**Task data:**

● ● ● ● ●

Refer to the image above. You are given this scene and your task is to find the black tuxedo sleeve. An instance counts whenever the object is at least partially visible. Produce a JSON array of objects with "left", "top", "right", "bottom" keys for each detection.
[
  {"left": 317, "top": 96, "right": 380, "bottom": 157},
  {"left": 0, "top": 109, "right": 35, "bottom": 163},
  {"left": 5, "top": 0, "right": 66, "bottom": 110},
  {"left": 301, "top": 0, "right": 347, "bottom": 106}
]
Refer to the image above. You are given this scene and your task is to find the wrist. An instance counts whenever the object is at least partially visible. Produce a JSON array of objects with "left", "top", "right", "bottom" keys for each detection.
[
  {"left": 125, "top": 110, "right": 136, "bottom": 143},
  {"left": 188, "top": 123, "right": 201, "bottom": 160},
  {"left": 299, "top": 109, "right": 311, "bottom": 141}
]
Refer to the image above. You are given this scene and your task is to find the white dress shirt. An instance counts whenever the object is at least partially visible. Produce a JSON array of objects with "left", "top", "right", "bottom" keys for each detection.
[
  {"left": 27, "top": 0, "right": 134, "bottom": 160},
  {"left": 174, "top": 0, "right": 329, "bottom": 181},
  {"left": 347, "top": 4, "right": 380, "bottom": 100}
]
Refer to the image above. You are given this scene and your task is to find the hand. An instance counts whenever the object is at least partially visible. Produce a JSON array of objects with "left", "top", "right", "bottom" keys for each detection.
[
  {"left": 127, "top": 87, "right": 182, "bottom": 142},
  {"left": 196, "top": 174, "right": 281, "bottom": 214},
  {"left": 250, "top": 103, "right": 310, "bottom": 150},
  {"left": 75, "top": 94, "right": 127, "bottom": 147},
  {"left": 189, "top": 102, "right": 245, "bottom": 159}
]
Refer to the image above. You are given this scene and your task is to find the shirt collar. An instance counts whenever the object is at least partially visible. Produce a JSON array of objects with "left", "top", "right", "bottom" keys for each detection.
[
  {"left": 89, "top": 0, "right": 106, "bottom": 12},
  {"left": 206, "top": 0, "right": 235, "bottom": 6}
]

● ● ● ● ●

**Set exercise:** Scale the lines from the one holding "find the shirt" through the end of the records, inclusive. Reproduce only those lines, requests included, with every bounding-box coordinate in the answers multiplied by 1.35 and rounded to the nearest whole number, halves rounded up.

**Answer to the task:**
Refer to the image above. You are given this scene and your task is to find the shirt collar. An instance counts whenever the object is at least partially visible. Produce a JSON array of objects with "left", "top", "right", "bottom" keys for each detection.
[
  {"left": 120, "top": 0, "right": 143, "bottom": 16},
  {"left": 278, "top": 0, "right": 317, "bottom": 8}
]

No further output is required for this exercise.